** Data in this exercise follows **

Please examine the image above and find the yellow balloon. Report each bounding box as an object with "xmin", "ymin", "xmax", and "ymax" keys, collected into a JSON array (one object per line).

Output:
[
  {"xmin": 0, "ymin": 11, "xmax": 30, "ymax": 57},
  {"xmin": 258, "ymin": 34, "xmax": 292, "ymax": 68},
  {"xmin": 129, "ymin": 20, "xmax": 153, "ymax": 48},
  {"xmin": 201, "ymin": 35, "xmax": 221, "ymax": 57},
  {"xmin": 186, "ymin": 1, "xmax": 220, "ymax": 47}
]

** End of Data in this exercise **

Output every line of the listing exactly as written.

Please examine the image above and find the yellow balloon. Report each bounding box as an object with "xmin", "ymin", "xmax", and "ymax" keys, collected into a JSON array (one object per line).

Output:
[
  {"xmin": 0, "ymin": 11, "xmax": 30, "ymax": 57},
  {"xmin": 258, "ymin": 34, "xmax": 292, "ymax": 68},
  {"xmin": 129, "ymin": 20, "xmax": 153, "ymax": 48},
  {"xmin": 201, "ymin": 35, "xmax": 221, "ymax": 57},
  {"xmin": 186, "ymin": 1, "xmax": 220, "ymax": 47}
]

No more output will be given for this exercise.